___ Texto fornecido ___

UM DEFEITO DE COR! Ana Maria Gonçalves, a escritora do livro “Um Defeito de Cor”, um clássico da literatura brasileira e mundial, em sua página 53, nos mostra através das palavras da menina escravizada em África, Kehinde, que no futuro em terras brasileiras, se chamara Luísa Mahin e será a mãe do Dr. Luís Gama, o homem negro, rábula, advogado que libertou centenas de escravizados. Kehinde nos mostra, ao ser levada para o navio negreiro que o Capitão do Mato, já estava presente na origem do mal, e diz ela: “E nem eram todos brancos, os guardas. Alguns eram até mais pretos do que eu, ou minha avó e a Taiwo, mas agiam como se não fossem, como se trabalhar ao lado dos brancos mudasse a cor da pele deles e os fizesse melhores do que nós.”

Todo Capitão do Mato sempre quis sobreviver e para isso nunca hesitou em perseguir, prender, torturar e matar seres humanos negros, mesmo eles sendo portadores da mesma cor de pele! Eles sempre pensaram que “entre eu e eles”, que seja eles! Sobreviver caçando os irmãos! Sobreviver torturando os irmãos! Sobreviver matando os irmãos! E isso vem desde quando o primeiro ser humano de melanina acentuada, de pele da cor de ébano, foi feito prisioneiro e escravizado em África!

“E nem eram todos brancos, os guardas. Alguns eram até mais pretos do que eu, ou a minha avó e a Taiwo, mas agiam como se não fossem, como se trabalhar ao lado de brancos mudasse a cor da pele deles e os fizesse melhores do que nós.”

___ Informações fornecidas ___

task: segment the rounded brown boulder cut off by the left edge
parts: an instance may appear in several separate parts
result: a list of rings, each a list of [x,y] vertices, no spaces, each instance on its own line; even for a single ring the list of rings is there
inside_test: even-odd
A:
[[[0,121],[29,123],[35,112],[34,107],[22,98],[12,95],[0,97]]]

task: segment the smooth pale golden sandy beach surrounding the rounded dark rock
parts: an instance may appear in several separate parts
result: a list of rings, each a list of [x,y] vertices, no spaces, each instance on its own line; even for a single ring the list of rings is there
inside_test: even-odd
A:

___
___ Informações fornecidas ___

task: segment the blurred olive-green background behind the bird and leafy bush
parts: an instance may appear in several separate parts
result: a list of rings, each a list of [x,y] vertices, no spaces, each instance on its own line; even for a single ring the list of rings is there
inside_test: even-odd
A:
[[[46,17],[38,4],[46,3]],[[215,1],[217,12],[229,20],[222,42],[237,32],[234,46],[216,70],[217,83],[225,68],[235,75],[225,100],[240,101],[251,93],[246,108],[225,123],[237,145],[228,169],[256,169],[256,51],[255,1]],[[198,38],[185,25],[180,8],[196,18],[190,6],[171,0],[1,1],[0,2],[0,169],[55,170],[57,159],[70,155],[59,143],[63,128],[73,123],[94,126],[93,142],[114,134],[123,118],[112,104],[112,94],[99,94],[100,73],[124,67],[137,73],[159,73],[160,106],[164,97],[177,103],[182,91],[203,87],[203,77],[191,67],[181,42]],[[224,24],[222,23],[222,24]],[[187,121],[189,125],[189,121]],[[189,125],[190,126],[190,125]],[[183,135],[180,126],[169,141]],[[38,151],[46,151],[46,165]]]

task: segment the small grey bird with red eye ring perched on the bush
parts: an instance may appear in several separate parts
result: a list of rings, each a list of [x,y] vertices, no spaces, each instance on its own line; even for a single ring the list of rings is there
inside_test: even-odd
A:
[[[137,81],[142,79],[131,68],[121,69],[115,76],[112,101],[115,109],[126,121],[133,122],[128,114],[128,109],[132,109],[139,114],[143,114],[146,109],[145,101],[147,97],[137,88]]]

___

- _Ação necessária 1_
Responda às perguntas abaixo sobre o texto fornecido.
(a) Em que página do livro aparece a fala de Kehinde mencionada no texto?
(b) Que nome Kehinde passaria a ter em terras brasileiras?
(c) Quais ações o Capitão do Mato nunca hesitou em praticar contra seres humanos negros?
- _Ação necessária 2_
Por favor, reescreva o trecho do texto fornecido que começa em "Todo Capitão do" e termina em "escravizado em África!", trocando "ébano" por "azeviche".

- _Resposta 1_
(a) Na página 53.
(b) Luísa Mahin.
(c) Perseguir, prender, torturar e matar.

- _Resposta 2_
Todo Capitão do Mato sempre quis sobreviver e para isso nunca hesitou em perseguir, prender, torturar e matar seres humanos negros, mesmo eles sendo portadores da mesma cor de pele! Eles sempre pensaram que “entre eu e eles”, que seja eles! Sobreviver caçando os irmãos! Sobreviver torturando os irmãos! Sobreviver matando os irmãos! E isso vem desde quando o primeiro ser humano de melanina acentuada, de pele da cor de azeviche, foi feito prisioneiro e escravizado em África!